● **Written instruction**
Print every line of the records below, from the one containing "Would you be willing to mark the wild" down to the one containing "column 83, row 458", both included, without changing any of them.

● **Task data**
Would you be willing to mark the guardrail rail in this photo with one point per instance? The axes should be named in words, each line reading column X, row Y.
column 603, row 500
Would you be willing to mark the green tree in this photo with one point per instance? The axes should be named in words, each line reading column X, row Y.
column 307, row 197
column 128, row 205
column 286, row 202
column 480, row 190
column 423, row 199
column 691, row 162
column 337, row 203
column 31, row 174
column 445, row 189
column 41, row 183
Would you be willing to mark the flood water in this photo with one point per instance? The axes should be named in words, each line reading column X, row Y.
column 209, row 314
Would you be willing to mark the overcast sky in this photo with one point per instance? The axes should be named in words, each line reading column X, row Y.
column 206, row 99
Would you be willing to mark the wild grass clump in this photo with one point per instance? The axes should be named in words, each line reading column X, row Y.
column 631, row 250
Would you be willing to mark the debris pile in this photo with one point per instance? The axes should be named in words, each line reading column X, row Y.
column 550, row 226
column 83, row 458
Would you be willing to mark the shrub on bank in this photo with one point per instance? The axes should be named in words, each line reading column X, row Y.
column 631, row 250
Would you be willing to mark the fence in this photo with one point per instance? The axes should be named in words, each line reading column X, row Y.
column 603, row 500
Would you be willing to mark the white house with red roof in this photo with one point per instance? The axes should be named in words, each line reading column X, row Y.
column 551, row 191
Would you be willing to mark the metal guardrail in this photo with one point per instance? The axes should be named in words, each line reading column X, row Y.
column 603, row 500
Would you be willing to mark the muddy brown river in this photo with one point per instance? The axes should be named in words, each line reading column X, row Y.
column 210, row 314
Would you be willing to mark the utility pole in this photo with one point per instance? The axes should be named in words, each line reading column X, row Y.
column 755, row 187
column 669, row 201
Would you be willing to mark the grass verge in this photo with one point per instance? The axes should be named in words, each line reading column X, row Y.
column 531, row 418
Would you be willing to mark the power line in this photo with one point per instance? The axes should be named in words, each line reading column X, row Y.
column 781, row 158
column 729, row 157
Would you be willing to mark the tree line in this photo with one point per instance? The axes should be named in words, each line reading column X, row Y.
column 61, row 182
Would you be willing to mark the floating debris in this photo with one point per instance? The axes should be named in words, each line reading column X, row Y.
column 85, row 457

● **Answer to this exercise**
Would you be willing to mark the wild grass clump in this photo with one point per instance? The axes should be named in words, each line reading column X, row Y.
column 631, row 250
Would you be willing to mark the debris pile in this photo with one point per instance? The axes should be named in words, each line reading column X, row Y.
column 550, row 226
column 83, row 458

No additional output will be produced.